Sayfadan Alıntı >>
╭──

Ya ne temizler senin kalbini?

Her şeyi kalbinden çıkaracaksın. İlmin mi var onu çıkarıp atacaksın. Amelin mi var? Onu da atacaksın. Mal sevgisi, evlat sevgisi hepsini çıkarıp atacaksın ki senin kalbin temizlensin. O zaman kalbi selim olasın. O zaman huzura ulaşasın.

Eriş kalb-i selim içre huzura

Seni mahvet erem dersen sürura

Bakın insan sürur, sefa ister.

Neredeymiş sürur, sefa?

Mahviyette, yoklukta. Varlıkta sürur, sefa olmaz.

Eriş kalb-i selim içre huzura

Seni mahvet erem dersen sürura

Ölmeden evvel öl, gel gir kubura

Burada ne var? Burada da “Mûtû kable entemûtû”[9], “Ölmeden evvel ölün”, buyurmuyor mu Cenabı Hak?

İşte burada diyor ki: “Ölmeden evvel ölün.” Onu elde edersen, “Mûtû kable entemûtû” sırrına mahzar olursan, tamam.

O zaman ne oldu? Berzah âlemini geçtin. Ondan sonra,

Muhabbet güllerin görmek dilersen

Hakîkat meyvesin dermek dilersen

Hakikate ulaşmak istiyorsan, marifete ulaşmak istiyorsan onun için ne lazım? Kalbi selim lazım ve mahviyet lazım.

Kalbi selim neyle olur efendiler? Allah’ı zikredersen olur.

Çünkü Allah’ın zikrinin karşılığında, Allah sevgisinin karşısında olan bütün sevgiler onun muarızıdır (karşı gelen), muhalifidir.

Kalpteki dünya sevgisi, ahiret sevgisi de buna manidir.

╰──

Verilen Bilgiler >>

╭──

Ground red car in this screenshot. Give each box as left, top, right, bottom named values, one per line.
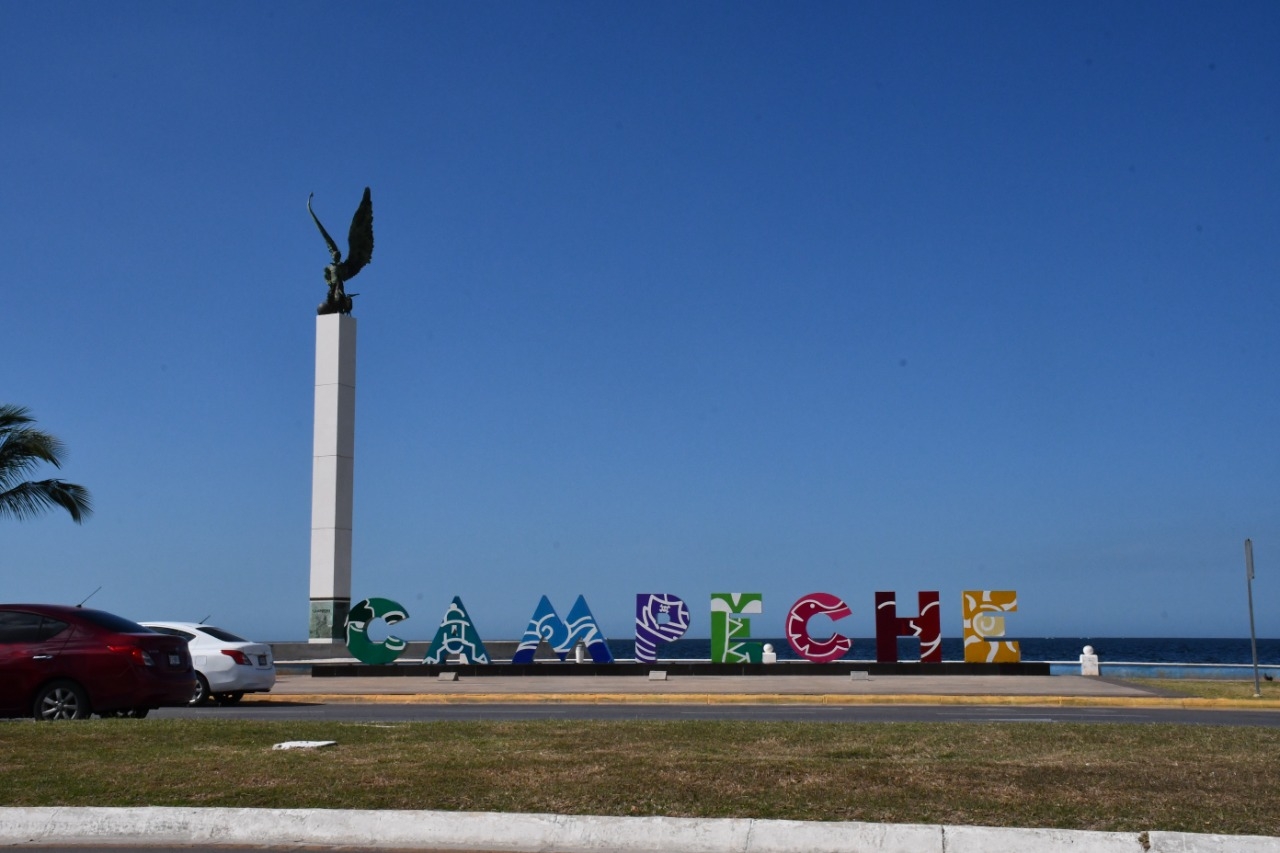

╰──

Yapılacak İşler >>
1. Kalbin temizlenmesi üzerine yazıya göre kalbi selim neyle olur?
2. Kalbin temizlenmesi üzerine yazının "O zaman ne oldu?" ile başlayıp "de buna manidir." ile biten kısmını hiç değiştirmeden yazdırın.
3. Kalbin temizlenmesi üzerine yazıyı kaldığı yerden devam ettirin.

Soruların Cevapları >>
1. Allah'ı zikretmekle olur.

2.
O zaman ne oldu? Berzah âlemini geçtin. Ondan sonra,

Muhabbet güllerin görmek dilersen

Hakîkat meyvesin dermek dilersen

Hakikate ulaşmak istiyorsan, marifete ulaşmak istiyorsan onun için ne lazım? Kalbi selim lazım ve mahviyet lazım.

Kalbi selim neyle olur efendiler? Allah’ı zikredersen olur.

Çünkü Allah’ın zikrinin karşılığında, Allah sevgisinin karşısında olan bütün sevgiler onun muarızıdır (karşı gelen), muhalifidir.

Kalpteki dünya sevgisi, ahiret sevgisi de buna manidir.

3.
Çünkü bak! Ehli dünya, Ehli ahiret, Ehli huzur var. Kelamı kibarda buyrulmuş:

Dünyayı koy, ukbayı koy

Var ol kuru davayı koy

Ama hâşâ yanlış anlaşılmasın! Biz avam sınıfındayız. Bizim için ukba, kuru dava değil.

Ukbaya karşı, ahirete karşı dünya kuru davadır.

Ama ehli huzura karşı ahiret de kuru davadır.

Niçin? Sen ahiret için mi amelini işledin?

Evet işledinse Allah sana verir o ahireti. Neyi verir? Cenneti verir. Nereden kurtulursun? Cehennemden kurtulursun tabii.

Bak! İnsanlar için üç yönden amel var. İnsanlar ameli üç maksatla, üç yönden yapıyorlar.

Birisi cehennem korkusu, bu haktır. Allah’ın azabından korkuyor çünkü.  Allah’a ibadetini yapıyor ki Allah’ın azabına duçar olmasın kurtulsun. Kurtarır Allah, ona azap etmez.

Birisi de cennet arzusu, cenneti kazanmak için. Kazanır, Allah cenneti ona verir.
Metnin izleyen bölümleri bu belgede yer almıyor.